Task objective
The entries below must be retyped in full. Keep every word the same.

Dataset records
───

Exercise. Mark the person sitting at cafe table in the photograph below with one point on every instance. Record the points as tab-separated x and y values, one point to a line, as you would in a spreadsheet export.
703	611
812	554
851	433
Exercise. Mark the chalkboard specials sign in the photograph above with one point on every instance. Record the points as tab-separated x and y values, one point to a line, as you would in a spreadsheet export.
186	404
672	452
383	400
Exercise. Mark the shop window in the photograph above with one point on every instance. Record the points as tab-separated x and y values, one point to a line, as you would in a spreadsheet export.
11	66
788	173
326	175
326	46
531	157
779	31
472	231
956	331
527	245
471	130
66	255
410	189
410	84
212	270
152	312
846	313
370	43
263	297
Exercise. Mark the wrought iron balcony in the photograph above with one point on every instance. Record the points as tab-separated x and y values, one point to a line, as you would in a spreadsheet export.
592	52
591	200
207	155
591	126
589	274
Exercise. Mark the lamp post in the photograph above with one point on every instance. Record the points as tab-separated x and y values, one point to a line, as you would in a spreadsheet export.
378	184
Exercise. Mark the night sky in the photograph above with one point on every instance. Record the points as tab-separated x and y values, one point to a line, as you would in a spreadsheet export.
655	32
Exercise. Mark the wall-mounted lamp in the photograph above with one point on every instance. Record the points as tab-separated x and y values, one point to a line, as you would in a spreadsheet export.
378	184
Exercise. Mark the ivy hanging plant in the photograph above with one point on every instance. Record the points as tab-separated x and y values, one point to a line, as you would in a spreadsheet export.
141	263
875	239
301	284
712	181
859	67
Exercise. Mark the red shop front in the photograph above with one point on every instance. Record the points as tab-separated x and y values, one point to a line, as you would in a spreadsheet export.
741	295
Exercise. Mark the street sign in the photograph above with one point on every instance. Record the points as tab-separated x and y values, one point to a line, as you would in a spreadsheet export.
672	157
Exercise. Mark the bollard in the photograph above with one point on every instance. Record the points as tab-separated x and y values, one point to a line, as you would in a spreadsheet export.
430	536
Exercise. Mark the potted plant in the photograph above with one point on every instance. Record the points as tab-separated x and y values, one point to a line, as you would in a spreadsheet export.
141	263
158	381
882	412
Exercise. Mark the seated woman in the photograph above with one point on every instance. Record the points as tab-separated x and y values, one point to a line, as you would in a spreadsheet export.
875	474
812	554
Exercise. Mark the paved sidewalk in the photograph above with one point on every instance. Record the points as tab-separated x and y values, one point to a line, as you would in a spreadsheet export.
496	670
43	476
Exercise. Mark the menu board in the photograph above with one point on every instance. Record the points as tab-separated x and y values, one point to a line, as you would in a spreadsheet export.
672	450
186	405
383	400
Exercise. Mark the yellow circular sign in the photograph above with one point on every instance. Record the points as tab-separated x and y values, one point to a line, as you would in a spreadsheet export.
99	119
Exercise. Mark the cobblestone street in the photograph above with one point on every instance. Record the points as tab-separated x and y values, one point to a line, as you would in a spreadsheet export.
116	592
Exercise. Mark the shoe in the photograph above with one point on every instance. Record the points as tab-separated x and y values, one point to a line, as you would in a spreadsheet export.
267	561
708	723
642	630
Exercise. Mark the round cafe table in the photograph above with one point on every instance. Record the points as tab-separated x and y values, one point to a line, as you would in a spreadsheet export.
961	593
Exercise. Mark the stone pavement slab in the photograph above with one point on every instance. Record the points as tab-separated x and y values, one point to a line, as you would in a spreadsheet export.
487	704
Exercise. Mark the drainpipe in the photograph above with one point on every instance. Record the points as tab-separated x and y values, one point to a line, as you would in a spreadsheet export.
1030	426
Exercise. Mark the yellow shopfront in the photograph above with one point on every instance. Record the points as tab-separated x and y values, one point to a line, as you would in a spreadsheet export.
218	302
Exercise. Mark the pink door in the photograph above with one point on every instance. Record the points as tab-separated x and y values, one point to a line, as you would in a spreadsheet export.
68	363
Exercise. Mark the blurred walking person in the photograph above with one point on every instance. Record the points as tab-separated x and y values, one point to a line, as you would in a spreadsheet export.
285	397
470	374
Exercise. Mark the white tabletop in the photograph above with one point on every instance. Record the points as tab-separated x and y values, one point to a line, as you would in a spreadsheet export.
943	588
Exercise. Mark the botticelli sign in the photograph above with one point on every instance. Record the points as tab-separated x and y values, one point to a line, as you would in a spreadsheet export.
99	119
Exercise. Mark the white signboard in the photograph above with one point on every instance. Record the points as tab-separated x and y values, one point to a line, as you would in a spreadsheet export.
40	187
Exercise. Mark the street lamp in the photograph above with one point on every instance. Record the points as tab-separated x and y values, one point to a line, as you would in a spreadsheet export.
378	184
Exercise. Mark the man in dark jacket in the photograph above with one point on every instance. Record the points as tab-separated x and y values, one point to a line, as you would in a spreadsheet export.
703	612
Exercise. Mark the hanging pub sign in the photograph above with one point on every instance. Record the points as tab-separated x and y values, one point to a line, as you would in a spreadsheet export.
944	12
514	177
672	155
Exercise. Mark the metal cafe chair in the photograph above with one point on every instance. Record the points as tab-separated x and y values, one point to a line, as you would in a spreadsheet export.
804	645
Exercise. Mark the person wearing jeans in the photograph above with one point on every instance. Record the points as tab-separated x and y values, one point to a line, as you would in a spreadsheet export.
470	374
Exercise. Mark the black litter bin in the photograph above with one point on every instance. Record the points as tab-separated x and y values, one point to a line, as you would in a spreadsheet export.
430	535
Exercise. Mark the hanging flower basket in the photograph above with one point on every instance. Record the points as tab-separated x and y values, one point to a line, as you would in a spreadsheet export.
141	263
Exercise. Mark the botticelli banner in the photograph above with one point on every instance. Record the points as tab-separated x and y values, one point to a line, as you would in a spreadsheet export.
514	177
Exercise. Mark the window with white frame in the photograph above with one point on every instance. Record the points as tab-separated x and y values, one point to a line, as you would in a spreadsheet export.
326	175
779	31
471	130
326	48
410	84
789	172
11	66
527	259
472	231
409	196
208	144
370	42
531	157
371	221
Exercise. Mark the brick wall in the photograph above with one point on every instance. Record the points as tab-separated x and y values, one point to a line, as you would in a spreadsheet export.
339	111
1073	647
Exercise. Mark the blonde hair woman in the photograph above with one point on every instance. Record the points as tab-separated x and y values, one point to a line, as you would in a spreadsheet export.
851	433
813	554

───

Solution to the problem
Exercise. Mark the person sitting at cafe table in the photograph below with one point on every instance. Record the points as tab-separated x and y values, one point to a line, as you would in a spreadsheet export.
703	611
812	554
851	433
Exercise. Mark the chalkboard specials sign in the photograph above with one point on every instance. Record the points as tab-separated x and y values, one point to a line, as you would in a spreadsheet export.
186	404
672	452
383	400
Exercise. Mark the shop window in the photograph above with one point on every instance. Record the points as tab-separated x and y values, one point to a line, as you would in a spreadsheet export.
11	66
788	173
326	175
326	46
531	157
779	31
472	231
956	331
527	245
471	130
66	255
410	189
410	84
212	270
152	312
846	313
370	43
263	297
Exercise. Mark the wrought iron balcony in the photograph above with one point on every instance. Record the points as tab-separated x and y values, one point to a line, as you would in a spreadsheet export.
592	52
591	200
207	155
591	126
589	274
Exercise. Mark the lamp post in the photograph above with one point on every instance. Record the points as tab-separated x and y values, one point to a line, as you would in a spreadsheet export.
378	184
Exercise. Mark the night sky in the photograph above with one point on every instance. Record the points as tab-separated x and y values, one point to a line, as you would in a spreadsheet export.
655	32
Exercise. Mark the wall-mounted lamp in the photograph above with one point on every instance. Record the points as tab-separated x and y values, one point to a line, as you would in a spreadsheet export.
378	184
Exercise. Mark the ivy hanging plant in the photograph above with one point on every instance. Record the points as tab-separated x and y values, one point to a line, as you would in a spreadsheet export.
141	263
875	239
301	284
712	181
859	67
Exercise. Mark the red shop front in the photograph above with one point on every instance. Record the points as tab-separated x and y values, one point to a line, as you would in a spreadsheet export.
741	295
Exercise. Mark the street sign in the photograph above with one point on every instance. Record the points as tab-separated x and y values, one point to a line, as you would in a spreadsheet export.
672	157
Exercise. Mark the bollard in the photograph above with one point on every instance. Record the points as tab-separated x and y values, one point to a line, as you would in a spreadsheet export.
430	536
Exercise. Mark the potted plant in the photograph above with one point on every instance. Record the points as tab-separated x and y values, one point to a line, as you would in a spreadsheet export.
141	263
158	381
882	412
Exercise. Mark the seated woman in the photograph above with one point on every instance. Record the points as tab-separated x and y values, one point to a line, as you would in a spreadsheet export.
875	474
812	554
Exercise. Mark the paved sidewalk in the photograph above with one point on every instance. Record the points as tab-separated x and y values, one point to a line, as you would in a spreadsheet export.
496	670
43	476
Exercise. Mark the menu board in the photograph above with one point on every instance. Record the points as tab-separated x and y values, one point to a line, as you would in a spreadsheet export.
672	450
186	405
383	400
Exercise. Mark the yellow circular sign in the photograph above with one point on every instance. Record the points as tab-separated x and y values, one point to a line, as you would in a spreadsheet export.
99	119
Exercise. Mark the cobblestone street in the photograph above with one point on every instance. Record the points as tab-separated x and y values, one point to a line, as you would in a spreadsheet export.
116	592
Exercise. Mark the shoe in the photograph above with one point on every instance. Record the points as tab-separated x and y values, one point to a line, as you would in a spreadsheet export.
267	561
708	723
642	630
Exercise. Mark the round cafe table in the photograph above with one point on every instance. Record the points as tab-separated x and y values, one point to a line, as you would in a spreadsheet export.
961	593
Exercise. Mark the stone pavement slab in the photograph above with one point on every instance. Record the points as tab-separated x and y values, one point to a line, as you would in a spreadsheet export.
487	704
Exercise. Mark the drainpipe in the photograph above with one point on every instance. Record the points as tab-separated x and y values, one point to a line, as you would in a spreadsheet export.
1030	426
Exercise. Mark the yellow shopfront in the photograph above with one point on every instance. Record the points as tab-separated x and y values, one point to a line, as you would in a spreadsheet export.
218	302
Exercise. Mark the pink door in the photograph above with one point on every instance. Record the points as tab-separated x and y values, one point to a line, as you would in a spreadsheet export.
68	363
Exercise. Mark the blurred walking person in the photograph above with one point on every instance. Record the points as tab-separated x and y values, one point to a line, as you would in a spreadsheet export.
285	397
470	374
Exercise. Mark the white tabletop in the photograph above with one point on every instance. Record the points as tab-separated x and y values, one point to a line, as you would in a spreadsheet export.
943	588
Exercise. Mark the botticelli sign in the photograph above with one point on every instance. Record the points as tab-separated x and y values, one point to a line, as you would in a spreadsheet export.
99	119
Exercise. Mark the white signboard in the photograph above with one point on every instance. Record the points as tab-separated x and y values, one point to a line, as you would in a spreadsheet export.
40	187
Exercise. Mark the street lamp in the photograph above with one point on every instance. Record the points as tab-separated x and y values, one point to a line, as you would in a spreadsheet export.
378	184
Exercise. Mark the man in dark jacket in the photograph above with one point on every instance. Record the points as tab-separated x and y values, one point to a line, as you would in a spreadsheet export.
703	612
Exercise. Mark the hanging pub sign in the photograph above with one point on every instance. Record the points as tab-separated x and y values, one point to a line, as you would in a spreadsheet export.
944	12
514	177
672	155
Exercise. Mark the metal cafe chair in the photograph above with one point on every instance. Record the points as tab-separated x and y values, one point to a line, as you would in a spreadsheet export.
804	645
Exercise. Mark the person wearing jeans in the photograph above with one point on every instance. Record the points as tab-separated x and y values, one point to a line, as you would in a spreadsheet export.
470	374
Exercise. Mark the black litter bin in the photograph above with one point on every instance. Record the points as tab-separated x and y values, one point to a line, as you would in a spreadsheet export.
430	535
Exercise. Mark the hanging flower basket in the photograph above with one point on every instance. Record the points as tab-separated x and y values, one point to a line, as you would in a spreadsheet export.
141	263
Exercise. Mark the botticelli banner in the photograph above with one point on every instance. Record the points as tab-separated x and y values, one point to a line, as you would in a spreadsheet export.
514	177
Exercise. Mark the window with white frame in the photograph above with one point on every instance. Record the points as tab-separated x and y values, one point to a line, as you would in a spreadsheet export.
326	175
779	31
471	130
326	48
410	84
789	172
11	66
527	259
472	231
409	196
208	144
370	42
531	157
371	221
Exercise. Mark the brick wall in the photograph above with one point on every instance. Record the points as tab-separated x and y values, one point to a line, as you would in a spreadsheet export.
339	111
1073	647
Exercise. Mark the blonde hair woman in the photograph above with one point on every instance. Record the points as tab-separated x and y values, one point to a line, as you would in a spreadsheet export.
851	433
813	554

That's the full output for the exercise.